◆ What is asked:
A. In the passage on the appellant's service appeal, on what date was the appellant given temporary employment as a Clerk?
B. Carry the passage on the appellant's service appeal forward from its last sentence.

◆ Supplied text:
4. Thereafter, the appellant made several representations to the superior authorities. His prayer for reinstatement and retention in service till he attained the age of sixty was not conceded, but on 5-5-1952, he was given a temporary employment for a period of six months as a Clerk under the District Electrical Engineer, Kanchrapara. While the period of that employment was drawing to a close, he made another representation and prayed that he too might he allowed to continue in service up to his sixtieth year, since several other employees like himself had been recalled to duty after they retired and asked to continue till they reached the age of sixty years. This representation also was turned down, and yet another made by the appellant met with the same fate. Thereafter, he moved this Court under Article 226 of the Constitution and obtained a Rule from Sinha, J. At the final hearing of the Rule, however, the learned Judge discharged the Rule. It is against that order that the present appeal is directed.

◆ Material supplied:
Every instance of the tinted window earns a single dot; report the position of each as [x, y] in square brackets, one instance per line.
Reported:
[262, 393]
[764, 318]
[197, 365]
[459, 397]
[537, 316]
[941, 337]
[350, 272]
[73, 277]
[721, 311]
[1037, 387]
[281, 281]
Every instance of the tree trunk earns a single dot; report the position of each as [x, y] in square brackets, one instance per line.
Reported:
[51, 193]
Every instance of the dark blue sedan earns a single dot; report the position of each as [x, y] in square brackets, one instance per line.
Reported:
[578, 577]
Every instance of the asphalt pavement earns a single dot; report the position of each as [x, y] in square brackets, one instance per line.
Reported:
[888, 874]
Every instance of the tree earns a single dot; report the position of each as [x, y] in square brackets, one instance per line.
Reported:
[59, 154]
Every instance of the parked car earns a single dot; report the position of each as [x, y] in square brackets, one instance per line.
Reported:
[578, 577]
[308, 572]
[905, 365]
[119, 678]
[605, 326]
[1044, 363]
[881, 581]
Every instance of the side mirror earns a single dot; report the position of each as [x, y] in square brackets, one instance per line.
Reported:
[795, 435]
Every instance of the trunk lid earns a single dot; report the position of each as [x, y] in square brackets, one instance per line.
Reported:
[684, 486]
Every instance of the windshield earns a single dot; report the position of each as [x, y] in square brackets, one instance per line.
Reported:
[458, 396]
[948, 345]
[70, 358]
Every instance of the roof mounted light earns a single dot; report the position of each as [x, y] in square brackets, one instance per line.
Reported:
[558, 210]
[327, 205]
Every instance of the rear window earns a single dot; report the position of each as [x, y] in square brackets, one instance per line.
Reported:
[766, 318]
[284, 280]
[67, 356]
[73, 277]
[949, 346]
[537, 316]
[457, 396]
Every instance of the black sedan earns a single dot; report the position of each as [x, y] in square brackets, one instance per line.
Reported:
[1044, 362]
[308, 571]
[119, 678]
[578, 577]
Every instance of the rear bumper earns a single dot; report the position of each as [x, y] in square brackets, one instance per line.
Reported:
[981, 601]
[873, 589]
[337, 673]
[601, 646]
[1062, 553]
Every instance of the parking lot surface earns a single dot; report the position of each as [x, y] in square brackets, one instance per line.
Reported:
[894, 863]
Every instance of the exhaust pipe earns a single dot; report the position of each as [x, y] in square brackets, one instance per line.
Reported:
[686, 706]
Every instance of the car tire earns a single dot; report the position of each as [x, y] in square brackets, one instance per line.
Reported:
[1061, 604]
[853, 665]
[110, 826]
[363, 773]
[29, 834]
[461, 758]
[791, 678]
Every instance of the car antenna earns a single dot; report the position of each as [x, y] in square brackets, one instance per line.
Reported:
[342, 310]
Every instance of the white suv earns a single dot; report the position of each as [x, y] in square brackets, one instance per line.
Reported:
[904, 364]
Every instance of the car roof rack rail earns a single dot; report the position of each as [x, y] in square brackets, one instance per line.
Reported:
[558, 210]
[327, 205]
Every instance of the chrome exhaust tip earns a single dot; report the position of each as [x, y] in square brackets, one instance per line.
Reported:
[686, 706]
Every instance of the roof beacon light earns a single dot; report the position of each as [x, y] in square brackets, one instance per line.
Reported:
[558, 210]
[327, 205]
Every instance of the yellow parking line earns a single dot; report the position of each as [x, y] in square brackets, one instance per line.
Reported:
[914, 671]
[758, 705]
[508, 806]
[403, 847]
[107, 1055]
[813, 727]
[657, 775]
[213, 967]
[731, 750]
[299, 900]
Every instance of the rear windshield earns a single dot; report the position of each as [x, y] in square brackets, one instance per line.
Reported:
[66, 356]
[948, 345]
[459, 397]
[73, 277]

◆ Task answers:
A. 5-5-1952

B.
5. Only one point was urged before us in Support of the appeal, but before I deal with it, I think I might point out two circumstances which seem to make it impossible for the appellant to succeed in the appeal. By his petition under Article 226, he asked for a writ in the nature of certiorari for the quashing of the 'order complained oP'. Two orders were complained of in paragraph 25 of the petition and they were contained in two letters addressed to the appellant, one dated 30-6-1953 and the other dated 11-3-1953. As the learned Judge has pointed out, neither of those orders had anything whatever to do with the appellant's prayer for the reinstatement, because it was only his prayer for re-employment that was turned down by the orders communicated by those letters. It would thus appear that even if the orders complained of were quashed, it would avail the appellant nothing because, by the smashing of those orders, the decision of the authorities not to retain him in service up to his sixtieth year would by no means be affected. Retention in service, which means continued employment in the service in which an employee has been serving is quite a different thing from re-employment of an employee after he has retired. Consequently, a decision not to re-employ is very different from a decision not to retain.

6. The other prayer made by the petitioner was that a writ of mandamus might issue to the opposite parties to the petition, directing them to reinstate the appellant in Railway Service and keep him there till he reached his sixtieth year. It appears that even when Sinha, J., delivered his judgment, which was on 8-6-1955, the appellant had less than a month to complete the age of sixty years, because he would reach his sixtieth year on 1-7-1935. To-day he has left his sixtieth year far behind and it is obviously impossible that any relief can be given to him by a writ of mandamus in terms of his second prayer. The success of his first prayer would thus be a barren success and the success of the second prayer has now become impossible by reason of efflux of time.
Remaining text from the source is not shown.